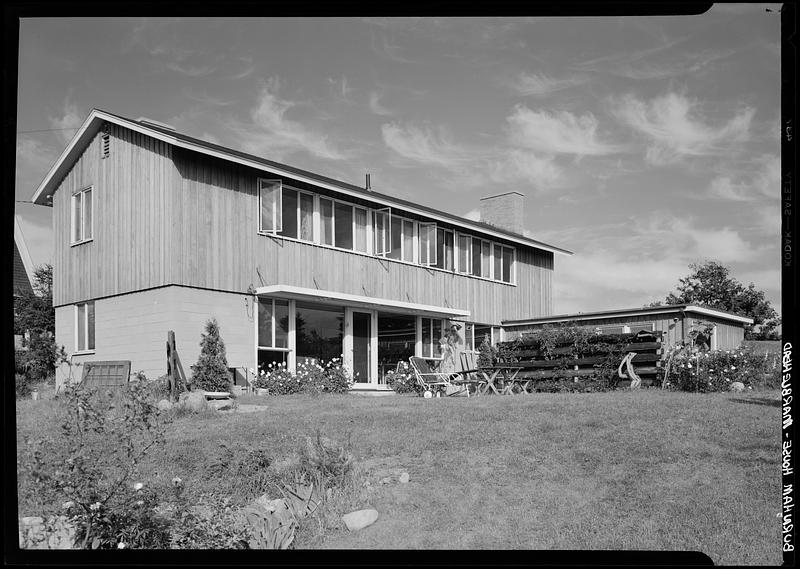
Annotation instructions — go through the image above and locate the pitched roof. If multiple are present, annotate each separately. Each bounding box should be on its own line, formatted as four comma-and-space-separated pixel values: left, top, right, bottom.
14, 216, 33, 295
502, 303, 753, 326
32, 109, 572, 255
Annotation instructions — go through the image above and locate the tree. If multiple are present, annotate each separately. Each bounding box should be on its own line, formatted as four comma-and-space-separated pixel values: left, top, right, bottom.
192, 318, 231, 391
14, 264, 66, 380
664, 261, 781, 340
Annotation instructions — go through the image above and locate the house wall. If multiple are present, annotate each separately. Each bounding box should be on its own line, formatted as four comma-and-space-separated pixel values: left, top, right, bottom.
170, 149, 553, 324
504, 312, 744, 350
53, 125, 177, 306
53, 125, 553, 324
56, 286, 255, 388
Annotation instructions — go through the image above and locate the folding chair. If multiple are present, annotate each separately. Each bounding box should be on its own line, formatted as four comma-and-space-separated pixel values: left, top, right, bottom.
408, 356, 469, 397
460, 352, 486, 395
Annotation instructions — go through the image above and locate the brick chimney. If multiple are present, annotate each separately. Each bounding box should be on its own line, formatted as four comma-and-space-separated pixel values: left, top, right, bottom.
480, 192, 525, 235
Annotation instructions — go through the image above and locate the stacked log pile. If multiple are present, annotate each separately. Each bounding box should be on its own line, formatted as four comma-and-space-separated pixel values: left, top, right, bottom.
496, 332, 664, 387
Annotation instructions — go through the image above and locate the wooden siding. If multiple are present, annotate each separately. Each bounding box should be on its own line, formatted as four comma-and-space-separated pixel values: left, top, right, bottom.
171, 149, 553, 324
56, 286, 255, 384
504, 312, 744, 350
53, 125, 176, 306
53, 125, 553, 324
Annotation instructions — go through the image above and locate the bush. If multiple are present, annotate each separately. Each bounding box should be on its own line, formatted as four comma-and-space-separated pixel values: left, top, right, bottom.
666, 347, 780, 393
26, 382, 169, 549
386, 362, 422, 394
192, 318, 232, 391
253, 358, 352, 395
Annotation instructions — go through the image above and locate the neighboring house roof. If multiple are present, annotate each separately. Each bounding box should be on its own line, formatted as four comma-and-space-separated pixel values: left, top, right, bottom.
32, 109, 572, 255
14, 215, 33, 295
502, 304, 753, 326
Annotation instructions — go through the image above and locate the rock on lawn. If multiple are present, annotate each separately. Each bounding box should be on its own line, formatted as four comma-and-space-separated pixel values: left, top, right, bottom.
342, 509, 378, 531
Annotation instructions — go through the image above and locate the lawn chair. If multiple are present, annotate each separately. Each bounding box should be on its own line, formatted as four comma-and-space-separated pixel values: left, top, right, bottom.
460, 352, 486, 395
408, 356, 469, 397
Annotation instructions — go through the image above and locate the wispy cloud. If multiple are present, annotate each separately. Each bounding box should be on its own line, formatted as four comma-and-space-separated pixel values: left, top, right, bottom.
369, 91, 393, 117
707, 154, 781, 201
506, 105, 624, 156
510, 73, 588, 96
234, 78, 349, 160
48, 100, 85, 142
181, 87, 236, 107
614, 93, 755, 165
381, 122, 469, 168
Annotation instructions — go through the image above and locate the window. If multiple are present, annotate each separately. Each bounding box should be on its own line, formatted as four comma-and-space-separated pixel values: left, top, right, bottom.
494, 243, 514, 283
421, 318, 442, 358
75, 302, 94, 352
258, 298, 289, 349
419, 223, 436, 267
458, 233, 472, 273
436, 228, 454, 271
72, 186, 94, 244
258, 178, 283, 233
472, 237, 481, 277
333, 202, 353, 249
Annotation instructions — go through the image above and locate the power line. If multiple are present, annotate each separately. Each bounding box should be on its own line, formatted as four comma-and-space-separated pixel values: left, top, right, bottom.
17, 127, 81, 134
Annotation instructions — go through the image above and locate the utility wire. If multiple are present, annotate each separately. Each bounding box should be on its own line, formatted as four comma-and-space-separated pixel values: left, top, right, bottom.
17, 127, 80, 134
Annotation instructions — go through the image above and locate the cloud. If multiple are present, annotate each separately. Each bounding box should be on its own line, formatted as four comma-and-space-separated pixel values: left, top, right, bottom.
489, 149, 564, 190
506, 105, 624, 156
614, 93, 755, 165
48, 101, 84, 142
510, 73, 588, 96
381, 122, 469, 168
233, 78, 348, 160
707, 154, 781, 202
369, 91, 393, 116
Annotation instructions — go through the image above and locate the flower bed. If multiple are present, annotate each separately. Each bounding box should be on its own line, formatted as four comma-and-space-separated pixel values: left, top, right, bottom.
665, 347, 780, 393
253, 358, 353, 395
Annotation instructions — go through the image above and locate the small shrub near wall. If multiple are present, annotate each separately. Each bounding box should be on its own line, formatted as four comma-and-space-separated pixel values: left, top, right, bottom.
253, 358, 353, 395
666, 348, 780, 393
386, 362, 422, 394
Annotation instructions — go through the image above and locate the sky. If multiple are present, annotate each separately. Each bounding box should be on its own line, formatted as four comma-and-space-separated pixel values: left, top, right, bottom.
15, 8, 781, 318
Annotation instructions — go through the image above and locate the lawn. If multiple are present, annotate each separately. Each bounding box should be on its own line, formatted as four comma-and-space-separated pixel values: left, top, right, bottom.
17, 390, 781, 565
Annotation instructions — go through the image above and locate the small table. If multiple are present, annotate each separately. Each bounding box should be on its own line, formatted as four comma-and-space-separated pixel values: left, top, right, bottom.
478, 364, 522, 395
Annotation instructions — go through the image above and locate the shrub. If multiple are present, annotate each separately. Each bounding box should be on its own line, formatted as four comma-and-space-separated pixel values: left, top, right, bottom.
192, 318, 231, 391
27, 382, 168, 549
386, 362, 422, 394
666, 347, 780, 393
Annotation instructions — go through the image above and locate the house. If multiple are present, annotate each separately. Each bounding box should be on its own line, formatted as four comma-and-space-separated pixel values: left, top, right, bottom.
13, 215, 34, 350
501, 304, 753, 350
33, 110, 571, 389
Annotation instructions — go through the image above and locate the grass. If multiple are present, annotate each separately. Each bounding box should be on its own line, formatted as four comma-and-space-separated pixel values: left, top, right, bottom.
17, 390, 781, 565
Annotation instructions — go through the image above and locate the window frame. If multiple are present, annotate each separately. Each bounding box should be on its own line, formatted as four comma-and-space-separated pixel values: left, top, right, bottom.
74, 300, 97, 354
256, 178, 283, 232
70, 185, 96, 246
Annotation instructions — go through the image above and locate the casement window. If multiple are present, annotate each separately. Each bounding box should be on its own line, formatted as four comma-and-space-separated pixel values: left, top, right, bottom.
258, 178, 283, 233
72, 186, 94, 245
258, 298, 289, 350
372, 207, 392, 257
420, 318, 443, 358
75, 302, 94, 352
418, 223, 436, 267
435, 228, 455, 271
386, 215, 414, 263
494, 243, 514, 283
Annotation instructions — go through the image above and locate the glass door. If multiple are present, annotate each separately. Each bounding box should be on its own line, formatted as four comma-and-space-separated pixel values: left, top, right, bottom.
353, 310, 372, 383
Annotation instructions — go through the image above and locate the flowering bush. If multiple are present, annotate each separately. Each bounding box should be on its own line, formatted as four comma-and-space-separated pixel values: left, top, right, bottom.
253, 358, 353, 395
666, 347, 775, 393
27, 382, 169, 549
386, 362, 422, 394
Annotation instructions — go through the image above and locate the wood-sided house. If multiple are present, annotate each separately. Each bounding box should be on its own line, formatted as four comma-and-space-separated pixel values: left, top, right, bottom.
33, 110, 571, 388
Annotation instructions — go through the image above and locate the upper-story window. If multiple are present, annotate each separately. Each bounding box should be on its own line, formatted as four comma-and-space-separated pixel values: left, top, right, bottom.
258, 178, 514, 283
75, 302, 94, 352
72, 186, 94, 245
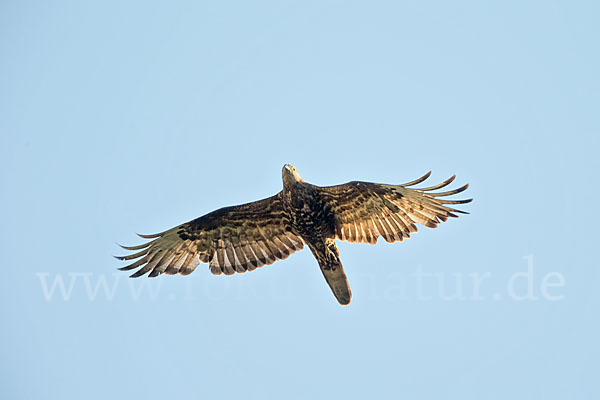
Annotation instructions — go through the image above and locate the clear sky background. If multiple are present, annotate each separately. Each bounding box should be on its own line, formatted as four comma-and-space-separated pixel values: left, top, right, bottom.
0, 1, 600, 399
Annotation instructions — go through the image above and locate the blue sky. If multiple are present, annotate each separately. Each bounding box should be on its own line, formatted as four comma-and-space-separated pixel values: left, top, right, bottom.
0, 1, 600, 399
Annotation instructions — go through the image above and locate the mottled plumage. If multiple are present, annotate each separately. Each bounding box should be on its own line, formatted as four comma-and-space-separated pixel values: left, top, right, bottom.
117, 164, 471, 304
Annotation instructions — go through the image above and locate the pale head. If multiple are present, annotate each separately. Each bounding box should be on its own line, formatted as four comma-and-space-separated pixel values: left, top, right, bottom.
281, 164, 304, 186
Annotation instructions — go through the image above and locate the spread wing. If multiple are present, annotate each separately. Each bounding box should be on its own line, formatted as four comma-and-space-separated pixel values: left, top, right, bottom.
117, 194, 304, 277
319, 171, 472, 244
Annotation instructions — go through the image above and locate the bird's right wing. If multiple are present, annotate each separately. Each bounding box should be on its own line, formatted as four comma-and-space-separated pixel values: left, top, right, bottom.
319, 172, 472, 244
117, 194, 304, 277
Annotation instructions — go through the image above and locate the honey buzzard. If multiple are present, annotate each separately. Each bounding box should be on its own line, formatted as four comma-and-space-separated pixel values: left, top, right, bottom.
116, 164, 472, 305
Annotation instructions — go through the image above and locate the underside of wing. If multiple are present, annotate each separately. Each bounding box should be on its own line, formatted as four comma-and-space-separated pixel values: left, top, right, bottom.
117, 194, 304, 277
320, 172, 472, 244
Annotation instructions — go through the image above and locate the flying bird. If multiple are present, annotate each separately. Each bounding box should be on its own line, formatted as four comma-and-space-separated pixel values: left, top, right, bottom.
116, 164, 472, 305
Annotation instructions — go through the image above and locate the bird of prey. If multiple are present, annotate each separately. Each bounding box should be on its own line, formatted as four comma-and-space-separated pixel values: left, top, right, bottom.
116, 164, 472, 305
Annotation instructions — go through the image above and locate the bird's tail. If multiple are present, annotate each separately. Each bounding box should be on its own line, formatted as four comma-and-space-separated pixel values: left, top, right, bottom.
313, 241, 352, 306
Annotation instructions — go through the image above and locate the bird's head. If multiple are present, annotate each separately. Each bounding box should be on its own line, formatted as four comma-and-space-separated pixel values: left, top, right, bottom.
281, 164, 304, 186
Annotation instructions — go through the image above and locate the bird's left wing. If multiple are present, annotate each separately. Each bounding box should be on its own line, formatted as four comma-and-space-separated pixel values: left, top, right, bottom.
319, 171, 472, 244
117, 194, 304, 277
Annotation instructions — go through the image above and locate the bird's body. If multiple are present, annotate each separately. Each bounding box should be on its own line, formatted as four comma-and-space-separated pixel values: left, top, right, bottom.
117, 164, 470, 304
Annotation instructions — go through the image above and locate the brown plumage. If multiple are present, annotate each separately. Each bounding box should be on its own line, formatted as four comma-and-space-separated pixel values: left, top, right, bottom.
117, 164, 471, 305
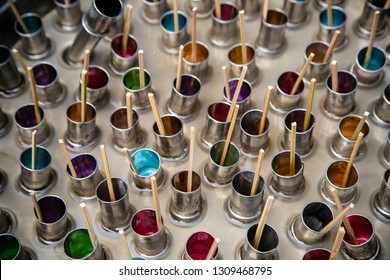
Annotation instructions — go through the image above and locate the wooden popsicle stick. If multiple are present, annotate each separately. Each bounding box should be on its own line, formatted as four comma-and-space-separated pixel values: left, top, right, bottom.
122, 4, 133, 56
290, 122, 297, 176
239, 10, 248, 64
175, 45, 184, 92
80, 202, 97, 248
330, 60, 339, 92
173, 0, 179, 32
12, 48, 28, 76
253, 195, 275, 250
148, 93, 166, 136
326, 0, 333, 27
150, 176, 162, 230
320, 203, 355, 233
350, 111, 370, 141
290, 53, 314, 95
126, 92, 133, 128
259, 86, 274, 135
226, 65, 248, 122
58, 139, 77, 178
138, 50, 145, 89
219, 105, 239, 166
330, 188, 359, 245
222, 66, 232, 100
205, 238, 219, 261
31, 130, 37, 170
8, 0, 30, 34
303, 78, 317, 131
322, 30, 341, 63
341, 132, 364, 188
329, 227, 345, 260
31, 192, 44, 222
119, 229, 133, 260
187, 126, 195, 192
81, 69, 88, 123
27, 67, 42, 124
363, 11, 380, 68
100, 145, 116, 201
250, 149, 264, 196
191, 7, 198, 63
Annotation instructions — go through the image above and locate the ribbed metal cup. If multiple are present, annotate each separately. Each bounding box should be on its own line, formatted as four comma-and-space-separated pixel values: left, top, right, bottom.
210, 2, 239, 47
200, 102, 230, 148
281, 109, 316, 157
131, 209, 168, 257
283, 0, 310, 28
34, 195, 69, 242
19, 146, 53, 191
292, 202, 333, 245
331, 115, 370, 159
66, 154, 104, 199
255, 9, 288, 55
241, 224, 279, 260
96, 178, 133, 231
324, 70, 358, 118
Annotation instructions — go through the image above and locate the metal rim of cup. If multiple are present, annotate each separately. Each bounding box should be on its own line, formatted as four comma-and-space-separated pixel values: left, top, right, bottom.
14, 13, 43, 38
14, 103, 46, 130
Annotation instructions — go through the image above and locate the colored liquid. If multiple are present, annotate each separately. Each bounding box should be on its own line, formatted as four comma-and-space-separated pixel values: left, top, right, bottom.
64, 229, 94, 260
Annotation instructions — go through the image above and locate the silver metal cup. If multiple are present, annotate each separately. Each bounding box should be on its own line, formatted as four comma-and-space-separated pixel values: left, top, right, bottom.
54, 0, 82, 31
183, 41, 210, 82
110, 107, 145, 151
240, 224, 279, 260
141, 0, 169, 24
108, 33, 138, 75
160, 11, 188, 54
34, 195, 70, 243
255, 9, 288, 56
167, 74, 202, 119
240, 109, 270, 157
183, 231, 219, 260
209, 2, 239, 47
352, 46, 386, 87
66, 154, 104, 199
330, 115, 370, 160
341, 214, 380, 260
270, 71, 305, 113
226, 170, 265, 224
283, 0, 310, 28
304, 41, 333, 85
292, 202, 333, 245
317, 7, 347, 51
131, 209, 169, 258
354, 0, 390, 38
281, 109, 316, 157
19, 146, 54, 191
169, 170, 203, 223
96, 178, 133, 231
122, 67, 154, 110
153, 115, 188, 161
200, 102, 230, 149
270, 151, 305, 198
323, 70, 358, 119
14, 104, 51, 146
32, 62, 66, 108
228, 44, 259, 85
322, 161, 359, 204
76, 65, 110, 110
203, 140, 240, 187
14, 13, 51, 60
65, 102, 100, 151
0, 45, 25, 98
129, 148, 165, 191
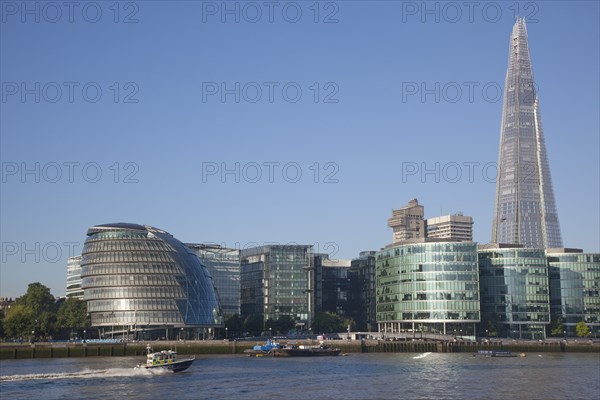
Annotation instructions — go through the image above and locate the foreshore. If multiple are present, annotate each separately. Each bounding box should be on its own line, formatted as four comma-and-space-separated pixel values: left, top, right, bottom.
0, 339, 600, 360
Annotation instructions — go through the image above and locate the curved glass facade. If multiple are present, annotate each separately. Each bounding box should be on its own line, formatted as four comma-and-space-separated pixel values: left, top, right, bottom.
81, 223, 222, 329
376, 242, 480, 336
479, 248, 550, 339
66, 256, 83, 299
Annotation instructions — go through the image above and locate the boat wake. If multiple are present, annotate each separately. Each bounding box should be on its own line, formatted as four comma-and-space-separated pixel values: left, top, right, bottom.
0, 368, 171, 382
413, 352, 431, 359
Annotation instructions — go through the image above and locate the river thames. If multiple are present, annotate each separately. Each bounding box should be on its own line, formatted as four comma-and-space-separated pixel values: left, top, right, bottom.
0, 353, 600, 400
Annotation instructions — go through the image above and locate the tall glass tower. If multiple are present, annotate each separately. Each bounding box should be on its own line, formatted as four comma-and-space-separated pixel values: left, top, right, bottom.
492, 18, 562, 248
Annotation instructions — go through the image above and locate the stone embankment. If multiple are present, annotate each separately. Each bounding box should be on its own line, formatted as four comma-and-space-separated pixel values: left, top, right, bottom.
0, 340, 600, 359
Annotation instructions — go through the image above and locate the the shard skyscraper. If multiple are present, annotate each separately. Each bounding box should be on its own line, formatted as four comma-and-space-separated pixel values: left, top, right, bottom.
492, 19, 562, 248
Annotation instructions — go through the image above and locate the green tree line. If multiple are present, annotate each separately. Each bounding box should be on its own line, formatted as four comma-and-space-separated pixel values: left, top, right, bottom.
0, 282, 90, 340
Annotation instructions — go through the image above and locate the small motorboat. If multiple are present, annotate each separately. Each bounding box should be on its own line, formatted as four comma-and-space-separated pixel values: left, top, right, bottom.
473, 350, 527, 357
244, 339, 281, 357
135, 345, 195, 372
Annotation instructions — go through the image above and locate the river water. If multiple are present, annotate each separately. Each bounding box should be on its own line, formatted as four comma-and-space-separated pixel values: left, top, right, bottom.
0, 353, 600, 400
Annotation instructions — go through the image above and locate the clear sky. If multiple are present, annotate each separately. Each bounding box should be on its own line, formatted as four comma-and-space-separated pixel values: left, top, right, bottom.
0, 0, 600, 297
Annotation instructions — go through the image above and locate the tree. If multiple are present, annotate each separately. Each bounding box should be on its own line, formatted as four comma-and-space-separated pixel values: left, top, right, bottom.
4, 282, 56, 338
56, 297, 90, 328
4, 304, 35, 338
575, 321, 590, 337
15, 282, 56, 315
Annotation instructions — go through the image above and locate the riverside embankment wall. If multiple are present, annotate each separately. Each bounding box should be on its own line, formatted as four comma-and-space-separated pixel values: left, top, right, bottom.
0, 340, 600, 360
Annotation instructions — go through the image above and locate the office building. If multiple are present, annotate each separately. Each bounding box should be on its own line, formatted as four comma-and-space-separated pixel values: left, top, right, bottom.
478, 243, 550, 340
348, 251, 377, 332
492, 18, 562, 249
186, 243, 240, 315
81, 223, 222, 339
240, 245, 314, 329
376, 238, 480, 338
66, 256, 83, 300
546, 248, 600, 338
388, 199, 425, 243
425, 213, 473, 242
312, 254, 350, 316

Challenge
Output verbatim the stretch of items from the line containing "the window frame." through the line containing "353, 310, 372, 383", including both of those lines.

Result
Annotation instructions — go through the image above and locate the window frame. If multiple are present, annotate each separately. Each bounding box should be on its own line, formatted as four comma-and-space-separated pixel values: left, top, right, bottom.
74, 300, 97, 354
256, 178, 283, 232
70, 185, 96, 246
Annotation instructions — go through the image above and locate the casement window. If multiple are present, annotate each separately. Each bounding box should be on its own line, formatted as four comma-and-space-separated pixel values: left, top, right, bottom.
258, 178, 283, 233
72, 186, 94, 245
258, 298, 289, 350
372, 207, 392, 257
420, 318, 443, 358
75, 302, 94, 352
418, 223, 436, 267
435, 228, 455, 271
386, 215, 414, 263
494, 243, 514, 283
Annotation instructions — go through the image above and locate the glass door. If multiple are present, annotate each separately. Each bounding box should be on its own line, formatted as four comma-and-space-separated pixel values: left, top, right, bottom.
353, 310, 372, 383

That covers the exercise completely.